[EXERCISE GOAL] Copy part of the pandemic reflection word for word, starting at the words "A brief story" and ending after the words "tolerant, not less.".

[EXTRACTED TEXT]
════════════════

A brief story might explain. I was at a funeral, and one mourner recognized me from television. He was an anti-vaxer and wanted to share conspiracy theories. There was a time when I would have firmly explained why he was wrong. Now, I sat down with him and spoke about the COVID-related illness and death I’d seen. Not sure he came away convinced, but the experience of seeing so much suffering made me more tolerant, not less.
I also think such moments can help shape perceptions of what I do—help show how all of us are, in essence, an extended family. Most people have little knowledge of churches, with points of contact being weddings and funerals, perhaps a baptism or two. With the pandemic, it sometimes seemed a medical worker or a cleric was the only figure seen by the public. That makes an impression. I remember when, being semiopen for a while and full of seasonal optimism, we were ordered by the head office to cancel Christmas Eve services at the last moment to prevent a new infection outbreak. Five services had been planned—four on Christmas Eve, one on Christmas. All gone.

════════════════

[EXTRACTED ENTRIES]
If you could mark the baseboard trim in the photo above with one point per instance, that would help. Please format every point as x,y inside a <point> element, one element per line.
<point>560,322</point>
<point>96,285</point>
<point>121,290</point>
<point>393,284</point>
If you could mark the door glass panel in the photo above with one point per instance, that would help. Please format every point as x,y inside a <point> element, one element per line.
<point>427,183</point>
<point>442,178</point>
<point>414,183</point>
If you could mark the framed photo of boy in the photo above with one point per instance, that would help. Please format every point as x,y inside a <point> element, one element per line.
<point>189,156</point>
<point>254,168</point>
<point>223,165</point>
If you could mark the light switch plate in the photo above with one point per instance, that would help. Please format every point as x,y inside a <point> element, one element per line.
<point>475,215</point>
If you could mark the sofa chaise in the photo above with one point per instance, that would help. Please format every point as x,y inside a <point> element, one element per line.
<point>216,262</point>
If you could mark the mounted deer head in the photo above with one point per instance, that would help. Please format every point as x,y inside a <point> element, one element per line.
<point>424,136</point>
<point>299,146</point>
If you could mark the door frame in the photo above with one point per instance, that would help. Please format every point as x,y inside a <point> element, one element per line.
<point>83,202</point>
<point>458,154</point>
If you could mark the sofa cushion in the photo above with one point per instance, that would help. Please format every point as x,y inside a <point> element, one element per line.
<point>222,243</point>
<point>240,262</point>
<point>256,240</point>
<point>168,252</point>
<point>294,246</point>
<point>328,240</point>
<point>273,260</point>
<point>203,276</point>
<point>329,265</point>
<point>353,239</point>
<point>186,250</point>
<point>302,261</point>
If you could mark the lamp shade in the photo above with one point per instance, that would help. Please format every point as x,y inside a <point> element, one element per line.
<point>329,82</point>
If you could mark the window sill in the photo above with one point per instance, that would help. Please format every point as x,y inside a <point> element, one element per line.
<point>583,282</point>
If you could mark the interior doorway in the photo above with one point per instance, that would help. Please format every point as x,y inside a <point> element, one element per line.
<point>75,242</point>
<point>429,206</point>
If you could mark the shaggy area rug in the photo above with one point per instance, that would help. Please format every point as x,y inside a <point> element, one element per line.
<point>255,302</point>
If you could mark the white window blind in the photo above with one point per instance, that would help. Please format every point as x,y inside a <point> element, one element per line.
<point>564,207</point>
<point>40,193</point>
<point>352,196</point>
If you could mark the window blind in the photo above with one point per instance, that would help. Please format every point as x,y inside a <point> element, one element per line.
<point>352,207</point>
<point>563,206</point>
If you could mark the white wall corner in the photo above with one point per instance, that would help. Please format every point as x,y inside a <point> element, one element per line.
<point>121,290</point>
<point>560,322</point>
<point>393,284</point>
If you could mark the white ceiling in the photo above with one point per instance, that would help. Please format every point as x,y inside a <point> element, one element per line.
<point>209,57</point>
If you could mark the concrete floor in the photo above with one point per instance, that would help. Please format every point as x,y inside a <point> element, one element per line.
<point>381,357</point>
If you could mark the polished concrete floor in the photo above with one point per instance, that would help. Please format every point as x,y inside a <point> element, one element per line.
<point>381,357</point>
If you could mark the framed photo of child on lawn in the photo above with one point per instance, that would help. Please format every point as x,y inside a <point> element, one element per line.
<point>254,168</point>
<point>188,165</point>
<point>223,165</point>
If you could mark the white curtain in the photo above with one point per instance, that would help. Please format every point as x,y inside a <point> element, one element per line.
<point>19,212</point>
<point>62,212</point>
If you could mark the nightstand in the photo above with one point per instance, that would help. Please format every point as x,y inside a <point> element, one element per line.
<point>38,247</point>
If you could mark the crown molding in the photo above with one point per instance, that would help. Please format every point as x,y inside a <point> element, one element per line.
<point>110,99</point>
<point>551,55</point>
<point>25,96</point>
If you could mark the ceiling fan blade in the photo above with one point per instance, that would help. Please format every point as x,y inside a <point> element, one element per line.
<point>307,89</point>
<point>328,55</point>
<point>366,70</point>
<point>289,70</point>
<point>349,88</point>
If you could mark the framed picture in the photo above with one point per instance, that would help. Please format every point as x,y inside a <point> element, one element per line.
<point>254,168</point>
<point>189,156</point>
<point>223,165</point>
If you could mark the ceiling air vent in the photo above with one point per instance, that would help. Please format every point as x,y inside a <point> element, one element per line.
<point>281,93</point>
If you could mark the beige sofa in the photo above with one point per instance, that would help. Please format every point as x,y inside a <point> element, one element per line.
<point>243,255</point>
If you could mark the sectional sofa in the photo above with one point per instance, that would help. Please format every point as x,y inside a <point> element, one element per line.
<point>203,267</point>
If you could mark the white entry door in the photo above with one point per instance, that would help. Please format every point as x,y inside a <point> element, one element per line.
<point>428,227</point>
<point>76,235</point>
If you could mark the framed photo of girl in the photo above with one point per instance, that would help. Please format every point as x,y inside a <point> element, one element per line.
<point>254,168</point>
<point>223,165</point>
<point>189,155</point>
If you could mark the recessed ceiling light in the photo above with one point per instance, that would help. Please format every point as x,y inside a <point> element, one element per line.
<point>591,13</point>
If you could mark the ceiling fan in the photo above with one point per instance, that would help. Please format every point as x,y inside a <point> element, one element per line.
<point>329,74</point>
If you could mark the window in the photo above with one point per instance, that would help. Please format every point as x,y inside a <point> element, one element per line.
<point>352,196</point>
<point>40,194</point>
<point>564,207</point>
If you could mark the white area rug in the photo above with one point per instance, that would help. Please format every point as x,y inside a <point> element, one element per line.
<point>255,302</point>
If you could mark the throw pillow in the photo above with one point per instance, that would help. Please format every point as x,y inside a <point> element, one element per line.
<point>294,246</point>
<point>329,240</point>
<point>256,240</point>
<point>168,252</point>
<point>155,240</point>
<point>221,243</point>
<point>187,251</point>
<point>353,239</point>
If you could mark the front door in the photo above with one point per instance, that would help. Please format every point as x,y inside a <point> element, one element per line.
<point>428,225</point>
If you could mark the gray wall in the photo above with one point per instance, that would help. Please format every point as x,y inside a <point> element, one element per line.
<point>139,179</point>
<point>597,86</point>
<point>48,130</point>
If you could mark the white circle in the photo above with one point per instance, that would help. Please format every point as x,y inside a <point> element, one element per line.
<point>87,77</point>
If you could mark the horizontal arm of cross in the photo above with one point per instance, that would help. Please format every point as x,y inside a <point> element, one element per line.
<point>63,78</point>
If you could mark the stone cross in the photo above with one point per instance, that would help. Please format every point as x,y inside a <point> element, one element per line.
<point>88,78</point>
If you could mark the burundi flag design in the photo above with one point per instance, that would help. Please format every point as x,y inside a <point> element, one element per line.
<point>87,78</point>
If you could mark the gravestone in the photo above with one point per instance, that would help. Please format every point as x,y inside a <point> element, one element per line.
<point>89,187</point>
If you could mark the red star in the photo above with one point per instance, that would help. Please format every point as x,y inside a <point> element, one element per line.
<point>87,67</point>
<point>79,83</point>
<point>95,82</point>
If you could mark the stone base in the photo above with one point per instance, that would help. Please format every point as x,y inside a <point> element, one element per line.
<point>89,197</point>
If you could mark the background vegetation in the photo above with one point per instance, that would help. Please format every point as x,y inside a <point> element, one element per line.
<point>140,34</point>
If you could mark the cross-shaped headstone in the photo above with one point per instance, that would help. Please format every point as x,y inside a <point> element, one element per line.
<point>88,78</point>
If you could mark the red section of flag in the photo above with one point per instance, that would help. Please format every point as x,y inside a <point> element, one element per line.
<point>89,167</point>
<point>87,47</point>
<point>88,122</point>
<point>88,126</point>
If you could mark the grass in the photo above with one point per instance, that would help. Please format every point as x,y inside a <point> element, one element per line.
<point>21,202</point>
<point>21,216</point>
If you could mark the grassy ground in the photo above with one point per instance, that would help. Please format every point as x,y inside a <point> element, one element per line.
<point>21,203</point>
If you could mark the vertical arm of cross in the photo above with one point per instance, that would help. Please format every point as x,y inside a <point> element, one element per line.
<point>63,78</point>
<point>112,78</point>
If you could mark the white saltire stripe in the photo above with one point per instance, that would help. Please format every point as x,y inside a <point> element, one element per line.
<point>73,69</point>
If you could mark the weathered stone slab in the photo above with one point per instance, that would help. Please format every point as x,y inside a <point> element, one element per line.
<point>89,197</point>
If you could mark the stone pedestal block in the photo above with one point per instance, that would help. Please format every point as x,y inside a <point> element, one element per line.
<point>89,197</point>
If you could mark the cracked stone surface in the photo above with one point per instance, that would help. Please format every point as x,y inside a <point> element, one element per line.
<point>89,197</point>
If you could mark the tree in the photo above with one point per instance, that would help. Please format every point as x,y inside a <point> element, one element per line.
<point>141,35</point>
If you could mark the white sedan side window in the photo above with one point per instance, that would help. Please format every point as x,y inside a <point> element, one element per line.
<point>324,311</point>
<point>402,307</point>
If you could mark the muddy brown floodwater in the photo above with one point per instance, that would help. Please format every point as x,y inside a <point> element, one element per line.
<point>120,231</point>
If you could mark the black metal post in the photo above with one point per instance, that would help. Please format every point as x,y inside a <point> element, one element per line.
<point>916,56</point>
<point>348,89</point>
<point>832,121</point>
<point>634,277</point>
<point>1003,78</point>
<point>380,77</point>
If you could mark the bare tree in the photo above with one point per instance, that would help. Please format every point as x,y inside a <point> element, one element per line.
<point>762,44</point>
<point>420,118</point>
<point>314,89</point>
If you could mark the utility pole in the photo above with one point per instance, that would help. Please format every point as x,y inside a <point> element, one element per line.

════════════════

[EXPECTED ANSWER]
A brief story might explain. I was at a funeral, and one mourner recognized me from television. He was an anti-vaxer and wanted to share conspiracy theories. There was a time when I would have firmly explained why he was wrong. Now, I sat down with him and spoke about the COVID-related illness and death I’d seen. Not sure he came away convinced, but the experience of seeing so much suffering made me more tolerant, not less.